◆ **Extrait**:
⁂

Au Canada, le comportement de la Cour suprême dans le domaine des droits fondamentaux a parfois été décrié comme allant à l’encontre des valeurs de certaines provinces.

Par exemple, dans l’affaire du kirpan, les juges d’Ottawa avaient permis le port du couteau sikh dans une école de Montréal alors que la majorité québécoise était plutôt hostile face à ce qu’elle considérait comme un affront à la laïcité.

En bref, la problématique est la suivante: quelle est la légitimité pour des juges de dernière instance, à Washington ou Ottawa, pour décider de questions controversées pour des communautés culturelles particulières ? Des questions touchant à la liberté de certaines minorités religieuses au Québec, ou à la liberté de certaines minorités sexuelles au Mississipi (seulement 13% de la population s’y dit favorable aux unions entre personne de même sexe) …

Idéalement, les choix démocratiques des gouvernements élus des provinces ou des états devraient être respectés. Mais parfois une injustice est tellement évidente qu’il faut la corriger de force, même si une telle correction va à l’encontre de choix démocratiques.

Ainsi, dans les deux décisions de la Cour suprême américaine concernant le mariage gay, la position des juges conservateurs fait drôlement penser au jeu de la « gouvernance souverainiste » promue par le Parti québécois. Malgré la différence des valeurs promues, les deux mouvements tiennent à l’idée qu’une province ou un état ait toujours plus d’autorité qu’un gouvernement fédéral pour décider de ces valeurs.

En l’absence d’un « droit au mariage » universel aux États-Unis, ce sont donc les états qui se retrouvent avec la responsabilité d’instituer une société plus juste.

⁂

◆ **Données enregistrées**:
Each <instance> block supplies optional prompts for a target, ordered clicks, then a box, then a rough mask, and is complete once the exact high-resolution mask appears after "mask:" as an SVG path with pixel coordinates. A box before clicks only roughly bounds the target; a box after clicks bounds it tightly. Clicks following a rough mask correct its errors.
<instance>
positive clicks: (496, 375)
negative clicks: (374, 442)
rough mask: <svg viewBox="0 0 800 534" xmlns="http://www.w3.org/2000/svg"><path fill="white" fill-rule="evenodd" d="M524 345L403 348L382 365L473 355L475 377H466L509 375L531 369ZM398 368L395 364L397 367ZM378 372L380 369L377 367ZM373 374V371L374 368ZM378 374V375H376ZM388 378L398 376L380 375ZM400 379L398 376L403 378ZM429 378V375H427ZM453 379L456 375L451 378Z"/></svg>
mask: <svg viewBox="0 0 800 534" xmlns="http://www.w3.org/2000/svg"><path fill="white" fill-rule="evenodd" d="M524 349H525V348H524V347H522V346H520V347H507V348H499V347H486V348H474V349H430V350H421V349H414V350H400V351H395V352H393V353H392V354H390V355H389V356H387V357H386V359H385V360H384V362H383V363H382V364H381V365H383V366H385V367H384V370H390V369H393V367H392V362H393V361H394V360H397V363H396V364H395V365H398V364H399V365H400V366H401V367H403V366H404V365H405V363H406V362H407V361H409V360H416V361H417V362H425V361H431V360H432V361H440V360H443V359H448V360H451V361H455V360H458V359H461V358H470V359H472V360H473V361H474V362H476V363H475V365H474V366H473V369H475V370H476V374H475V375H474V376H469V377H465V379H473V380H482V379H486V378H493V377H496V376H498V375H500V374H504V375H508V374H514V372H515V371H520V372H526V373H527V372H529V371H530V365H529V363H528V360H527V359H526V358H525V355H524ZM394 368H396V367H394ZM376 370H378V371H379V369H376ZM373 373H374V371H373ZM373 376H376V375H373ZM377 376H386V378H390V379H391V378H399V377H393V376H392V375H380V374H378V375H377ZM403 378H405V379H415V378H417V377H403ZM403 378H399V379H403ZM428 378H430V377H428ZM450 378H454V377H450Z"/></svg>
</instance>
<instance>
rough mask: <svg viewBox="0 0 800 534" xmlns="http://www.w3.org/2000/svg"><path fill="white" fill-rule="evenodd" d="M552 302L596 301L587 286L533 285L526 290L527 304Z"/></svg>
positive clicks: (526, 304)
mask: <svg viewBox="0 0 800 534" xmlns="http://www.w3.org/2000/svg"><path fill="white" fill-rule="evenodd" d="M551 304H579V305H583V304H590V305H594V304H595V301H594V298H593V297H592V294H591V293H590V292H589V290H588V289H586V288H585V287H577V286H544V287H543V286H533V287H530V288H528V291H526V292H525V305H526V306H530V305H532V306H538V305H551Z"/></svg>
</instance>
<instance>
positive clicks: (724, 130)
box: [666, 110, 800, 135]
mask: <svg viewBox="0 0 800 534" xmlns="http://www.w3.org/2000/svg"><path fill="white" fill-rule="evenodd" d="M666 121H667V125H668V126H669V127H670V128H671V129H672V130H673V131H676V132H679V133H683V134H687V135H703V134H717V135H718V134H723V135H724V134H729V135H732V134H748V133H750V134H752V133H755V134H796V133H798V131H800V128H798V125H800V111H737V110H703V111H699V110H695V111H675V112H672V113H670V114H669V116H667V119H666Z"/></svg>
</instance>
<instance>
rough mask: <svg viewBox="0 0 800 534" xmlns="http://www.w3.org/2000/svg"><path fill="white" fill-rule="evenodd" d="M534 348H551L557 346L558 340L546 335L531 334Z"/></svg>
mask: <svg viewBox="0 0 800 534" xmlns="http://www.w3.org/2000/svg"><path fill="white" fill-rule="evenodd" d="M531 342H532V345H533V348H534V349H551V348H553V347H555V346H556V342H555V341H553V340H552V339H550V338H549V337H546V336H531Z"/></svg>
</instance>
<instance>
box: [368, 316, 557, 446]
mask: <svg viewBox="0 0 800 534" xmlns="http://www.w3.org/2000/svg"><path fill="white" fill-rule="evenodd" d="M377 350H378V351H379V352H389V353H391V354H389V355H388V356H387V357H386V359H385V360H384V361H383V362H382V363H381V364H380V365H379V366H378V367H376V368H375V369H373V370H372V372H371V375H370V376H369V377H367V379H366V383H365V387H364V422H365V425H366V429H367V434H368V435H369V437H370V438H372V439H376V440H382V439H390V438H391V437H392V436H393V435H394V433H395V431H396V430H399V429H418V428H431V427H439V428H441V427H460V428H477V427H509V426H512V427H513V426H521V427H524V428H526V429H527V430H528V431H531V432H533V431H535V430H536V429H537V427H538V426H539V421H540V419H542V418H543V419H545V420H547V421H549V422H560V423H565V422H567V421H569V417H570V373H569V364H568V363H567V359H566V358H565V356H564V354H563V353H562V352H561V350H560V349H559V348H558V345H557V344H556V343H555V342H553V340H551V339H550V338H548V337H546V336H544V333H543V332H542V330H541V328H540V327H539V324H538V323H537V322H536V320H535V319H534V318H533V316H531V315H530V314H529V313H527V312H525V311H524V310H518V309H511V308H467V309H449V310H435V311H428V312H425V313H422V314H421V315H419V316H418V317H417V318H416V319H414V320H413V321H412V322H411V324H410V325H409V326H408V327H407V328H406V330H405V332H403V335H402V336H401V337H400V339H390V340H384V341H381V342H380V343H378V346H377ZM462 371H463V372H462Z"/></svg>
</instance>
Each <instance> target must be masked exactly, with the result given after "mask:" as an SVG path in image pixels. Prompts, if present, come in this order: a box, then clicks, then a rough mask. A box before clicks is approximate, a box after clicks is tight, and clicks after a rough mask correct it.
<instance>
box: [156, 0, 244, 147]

⁂

◆ **Consigne**:
Répondez à ces questions d'après l'extrait sur les cours suprêmes et les valeurs régionales :
(a) Dans l'affaire du kirpan, où les juges d'Ottawa ont-ils permis le port du couteau sikh ?
(b) Quelle part de la population du Mississipi se dit favorable aux unions entre personnes de même sexe ?
(c) À quel jeu la position des juges conservateurs américains fait-elle penser ?

◆ **Réponse**:
(a) Dans une école de Montréal.
(b) Seulement 13 %.
(c) Au jeu de la « gouvernance souverainiste » promue par le Parti québécois.